* **Excerpt from a dataset**:
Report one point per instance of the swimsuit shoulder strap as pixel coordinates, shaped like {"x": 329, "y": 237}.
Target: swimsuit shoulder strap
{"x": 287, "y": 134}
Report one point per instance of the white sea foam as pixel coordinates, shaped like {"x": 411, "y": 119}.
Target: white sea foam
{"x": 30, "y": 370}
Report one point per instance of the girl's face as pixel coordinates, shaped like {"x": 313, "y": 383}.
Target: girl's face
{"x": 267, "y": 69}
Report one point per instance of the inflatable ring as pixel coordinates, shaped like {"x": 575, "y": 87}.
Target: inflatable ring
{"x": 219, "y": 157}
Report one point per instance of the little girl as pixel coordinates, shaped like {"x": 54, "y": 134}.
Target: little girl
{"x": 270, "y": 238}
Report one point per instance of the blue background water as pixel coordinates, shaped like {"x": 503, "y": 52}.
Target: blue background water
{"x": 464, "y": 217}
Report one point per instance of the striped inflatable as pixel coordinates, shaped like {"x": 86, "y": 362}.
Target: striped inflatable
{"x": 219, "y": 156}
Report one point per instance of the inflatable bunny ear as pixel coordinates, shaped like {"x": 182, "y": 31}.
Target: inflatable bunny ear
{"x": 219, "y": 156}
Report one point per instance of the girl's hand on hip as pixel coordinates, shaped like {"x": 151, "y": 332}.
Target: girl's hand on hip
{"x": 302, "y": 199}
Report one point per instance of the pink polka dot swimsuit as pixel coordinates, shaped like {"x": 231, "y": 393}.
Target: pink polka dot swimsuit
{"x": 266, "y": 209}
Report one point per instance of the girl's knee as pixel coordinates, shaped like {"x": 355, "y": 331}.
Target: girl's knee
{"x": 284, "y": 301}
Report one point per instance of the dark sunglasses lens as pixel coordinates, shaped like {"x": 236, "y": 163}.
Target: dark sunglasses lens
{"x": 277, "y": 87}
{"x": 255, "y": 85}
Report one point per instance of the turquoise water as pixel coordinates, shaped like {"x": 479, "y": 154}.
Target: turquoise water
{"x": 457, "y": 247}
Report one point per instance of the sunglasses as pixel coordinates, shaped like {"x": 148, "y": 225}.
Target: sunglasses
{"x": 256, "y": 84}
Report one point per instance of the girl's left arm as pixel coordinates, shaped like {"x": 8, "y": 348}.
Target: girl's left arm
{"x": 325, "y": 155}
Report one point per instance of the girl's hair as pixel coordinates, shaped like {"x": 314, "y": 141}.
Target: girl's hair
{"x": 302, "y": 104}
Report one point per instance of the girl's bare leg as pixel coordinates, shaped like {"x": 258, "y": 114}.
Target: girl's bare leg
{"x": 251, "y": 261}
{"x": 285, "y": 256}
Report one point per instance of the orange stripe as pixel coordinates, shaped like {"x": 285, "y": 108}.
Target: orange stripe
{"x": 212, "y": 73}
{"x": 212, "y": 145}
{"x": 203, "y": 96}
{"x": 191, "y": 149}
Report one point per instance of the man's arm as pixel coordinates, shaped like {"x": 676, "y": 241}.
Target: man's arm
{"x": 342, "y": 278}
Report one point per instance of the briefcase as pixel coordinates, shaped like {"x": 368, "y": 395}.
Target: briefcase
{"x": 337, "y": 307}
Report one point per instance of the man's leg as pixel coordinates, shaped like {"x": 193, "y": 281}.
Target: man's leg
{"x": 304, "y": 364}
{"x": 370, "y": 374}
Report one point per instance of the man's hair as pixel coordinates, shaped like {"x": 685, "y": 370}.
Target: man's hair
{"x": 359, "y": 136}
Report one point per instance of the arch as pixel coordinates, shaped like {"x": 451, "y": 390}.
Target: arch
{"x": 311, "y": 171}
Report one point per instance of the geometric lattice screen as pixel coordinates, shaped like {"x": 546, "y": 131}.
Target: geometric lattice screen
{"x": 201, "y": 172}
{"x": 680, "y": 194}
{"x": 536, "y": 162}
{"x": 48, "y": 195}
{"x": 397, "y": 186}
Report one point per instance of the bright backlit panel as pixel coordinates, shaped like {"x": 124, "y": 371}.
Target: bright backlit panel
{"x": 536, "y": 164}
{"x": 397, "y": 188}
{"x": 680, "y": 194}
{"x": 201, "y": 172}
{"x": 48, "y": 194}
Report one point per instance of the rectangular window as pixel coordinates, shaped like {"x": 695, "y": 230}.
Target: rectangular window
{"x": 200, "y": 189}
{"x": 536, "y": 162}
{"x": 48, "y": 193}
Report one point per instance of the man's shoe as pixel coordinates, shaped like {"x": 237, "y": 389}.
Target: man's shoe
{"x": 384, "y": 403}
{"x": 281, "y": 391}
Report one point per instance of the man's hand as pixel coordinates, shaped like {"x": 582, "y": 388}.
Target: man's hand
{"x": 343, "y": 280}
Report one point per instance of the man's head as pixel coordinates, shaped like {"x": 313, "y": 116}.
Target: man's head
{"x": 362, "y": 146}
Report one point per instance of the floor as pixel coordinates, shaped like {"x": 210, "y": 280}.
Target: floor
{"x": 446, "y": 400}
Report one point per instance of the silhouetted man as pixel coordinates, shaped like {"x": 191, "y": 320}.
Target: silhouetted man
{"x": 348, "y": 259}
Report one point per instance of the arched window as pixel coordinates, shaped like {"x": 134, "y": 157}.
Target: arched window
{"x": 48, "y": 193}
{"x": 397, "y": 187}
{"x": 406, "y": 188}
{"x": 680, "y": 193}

* **Job**: The answer consists only of the lines from the one containing "Report one point per instance of the man's head" to the end of the records, each written out exactly.

* **Solution**:
Report one point per instance of the man's head as pixel coordinates, shaped like {"x": 313, "y": 116}.
Target: man's head
{"x": 362, "y": 146}
Report one point per instance of the floor as pixel coordinates, shaped like {"x": 210, "y": 280}.
Target: floor
{"x": 446, "y": 400}
Report one point per instance of the silhouetted man as pixel coordinates, shaped like {"x": 191, "y": 320}.
Target: silhouetted man
{"x": 348, "y": 259}
Report one point per instance of the arched window as pixel coordinates, shaped like {"x": 134, "y": 157}.
Target: arched window
{"x": 48, "y": 193}
{"x": 397, "y": 187}
{"x": 406, "y": 188}
{"x": 680, "y": 193}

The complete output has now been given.